::: PASSAGE :::

The device has so many ways of doing things that it can be hard to remember what is needed in each situation. For instance, to make a change, you might use the rotary encoders. You might tap. You might long-tap with different results. You might swipe, drag, or toggle. You might use the footswitches—but results there might vary by mode. Even then, you might need to tap two footswitches at once, while at other times you only need to step on one. And sometimes you need to “long-press” (long-stomp?) two footswitches at once to get the desired result.

Making things worse, numerous items—sometimes quite important items like the Gig View—are not visible or even discoverable.

For instance, the key settings panel that lets you control all the various inputs and outputs on the device does not appear to be accessible from within the overall “settings” menu or anywhere else. Instead, you have to swipe down from the top of the grid screen—again, with no indication that this is where that information lives.

(You have to read the manual to figure out some of these things, which is fine, but the manual also has big gaps, such as not describing what any of the gear actually does nor what any of the settings mean nor how they might be used. For the actual “audio engineering” aspect of the Quad Cortex mini, you’re on your own.)

Something as simple as moving between presets can also be more hassle than you’d expect. Because the Quad Cortex mini only has four footswitches, you can only access four presets at once with a direct stomp. Switching to anything else from the main grid while in PRESET mode appears to require—unless I am missing some obvious shortcut—that you:

  • “Long-stomp” the right two footswitches, after which the preset name starts blinking.

::: INFORMATION SUPPLIED :::

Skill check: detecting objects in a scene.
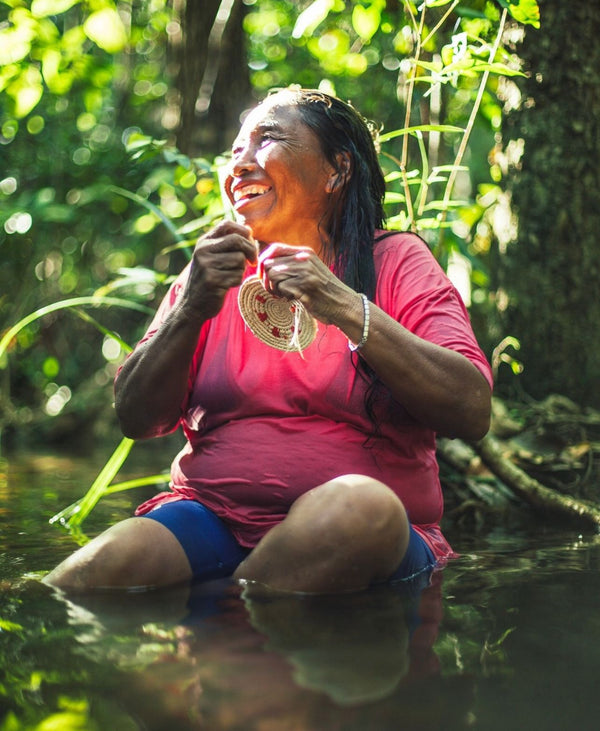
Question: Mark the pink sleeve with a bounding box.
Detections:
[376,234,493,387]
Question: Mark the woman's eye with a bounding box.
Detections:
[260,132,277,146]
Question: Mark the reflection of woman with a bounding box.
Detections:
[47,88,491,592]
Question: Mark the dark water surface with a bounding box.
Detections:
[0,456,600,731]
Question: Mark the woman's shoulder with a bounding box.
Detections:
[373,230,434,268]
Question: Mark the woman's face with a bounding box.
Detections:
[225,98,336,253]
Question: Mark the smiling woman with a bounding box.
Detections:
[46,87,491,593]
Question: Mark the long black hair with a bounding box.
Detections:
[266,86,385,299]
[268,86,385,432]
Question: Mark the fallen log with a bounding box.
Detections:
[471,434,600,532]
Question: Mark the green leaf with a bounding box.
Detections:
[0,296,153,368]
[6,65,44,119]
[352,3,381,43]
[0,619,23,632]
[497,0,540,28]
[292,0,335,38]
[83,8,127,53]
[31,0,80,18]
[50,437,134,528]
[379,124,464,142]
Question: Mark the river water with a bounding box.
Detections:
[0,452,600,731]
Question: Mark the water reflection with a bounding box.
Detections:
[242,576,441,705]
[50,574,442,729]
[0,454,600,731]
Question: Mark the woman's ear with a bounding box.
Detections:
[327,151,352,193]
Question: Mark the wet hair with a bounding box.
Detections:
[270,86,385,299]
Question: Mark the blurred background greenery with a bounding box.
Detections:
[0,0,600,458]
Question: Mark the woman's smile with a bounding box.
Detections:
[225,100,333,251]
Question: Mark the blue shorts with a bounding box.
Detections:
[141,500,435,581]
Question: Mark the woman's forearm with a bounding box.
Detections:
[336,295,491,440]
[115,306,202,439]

:::
::: INFORMATION SUPPLIED :::

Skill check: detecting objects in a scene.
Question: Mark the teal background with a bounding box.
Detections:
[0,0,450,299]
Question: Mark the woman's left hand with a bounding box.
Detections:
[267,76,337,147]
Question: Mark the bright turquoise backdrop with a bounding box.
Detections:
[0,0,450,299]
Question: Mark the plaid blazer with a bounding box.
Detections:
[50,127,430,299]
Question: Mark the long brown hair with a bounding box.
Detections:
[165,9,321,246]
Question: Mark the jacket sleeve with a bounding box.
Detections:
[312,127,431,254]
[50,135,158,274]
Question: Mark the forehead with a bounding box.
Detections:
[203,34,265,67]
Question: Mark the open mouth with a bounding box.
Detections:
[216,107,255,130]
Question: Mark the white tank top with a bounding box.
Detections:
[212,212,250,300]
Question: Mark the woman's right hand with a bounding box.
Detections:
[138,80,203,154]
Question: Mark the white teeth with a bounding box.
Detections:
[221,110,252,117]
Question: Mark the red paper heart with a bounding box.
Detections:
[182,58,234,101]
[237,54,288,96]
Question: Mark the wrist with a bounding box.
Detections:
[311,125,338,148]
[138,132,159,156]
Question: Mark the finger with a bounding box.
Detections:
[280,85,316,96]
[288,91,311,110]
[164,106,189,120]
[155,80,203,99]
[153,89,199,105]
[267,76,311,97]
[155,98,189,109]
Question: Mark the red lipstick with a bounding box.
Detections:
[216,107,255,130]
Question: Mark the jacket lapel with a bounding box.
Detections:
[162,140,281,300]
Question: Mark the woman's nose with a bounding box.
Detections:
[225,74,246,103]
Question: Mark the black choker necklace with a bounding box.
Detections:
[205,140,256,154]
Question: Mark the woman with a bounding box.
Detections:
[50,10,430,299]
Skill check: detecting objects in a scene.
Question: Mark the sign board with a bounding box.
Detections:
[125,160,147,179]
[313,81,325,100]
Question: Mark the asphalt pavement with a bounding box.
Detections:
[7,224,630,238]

:::
::: INFORMATION SUPPLIED :::

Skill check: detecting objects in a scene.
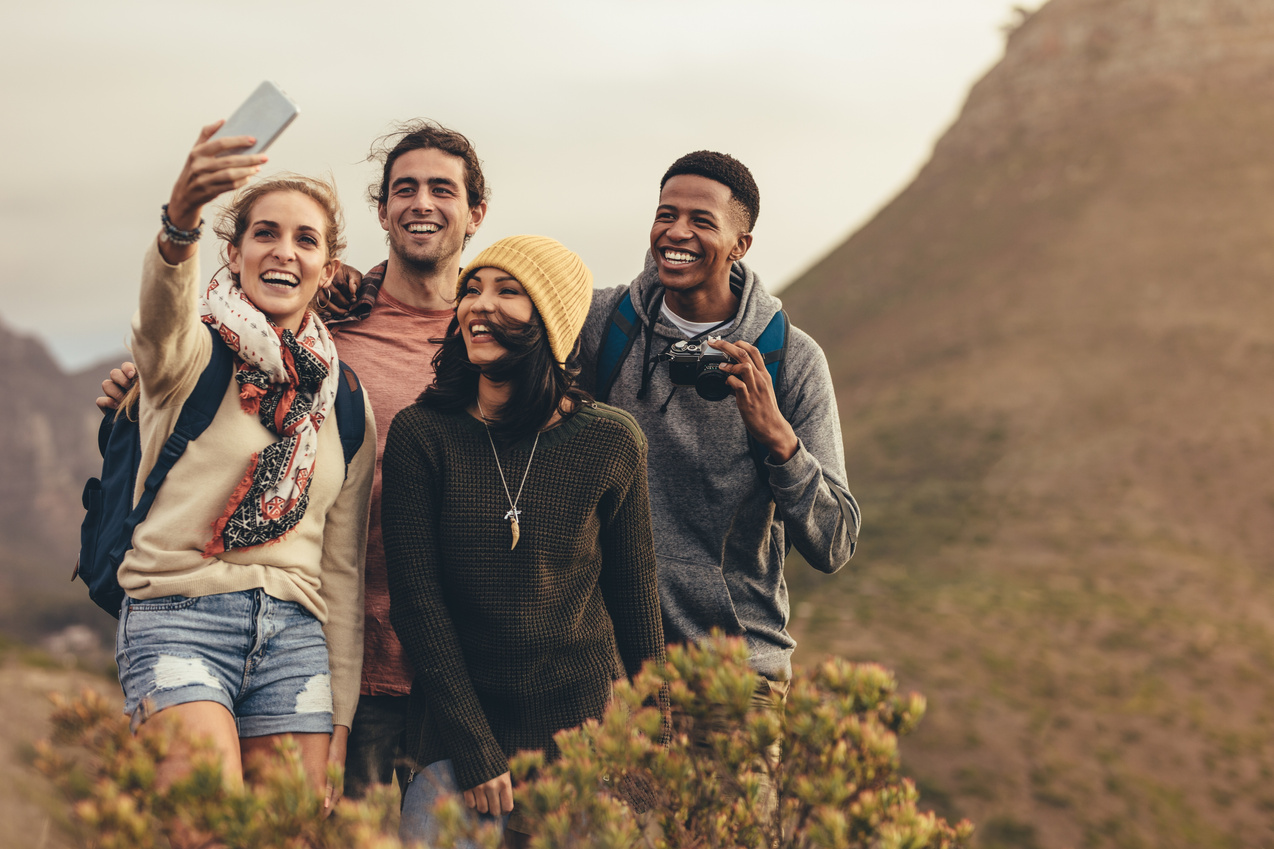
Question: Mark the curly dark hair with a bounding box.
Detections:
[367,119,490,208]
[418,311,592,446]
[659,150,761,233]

:::

- PROBLEM TO SOLVE
According to the Quad Cortex mini passage, how do you reach the settings panel that controls the device's inputs and outputs?

- SOLUTION TO THE PROBLEM
You swipe down from the top of the grid screen.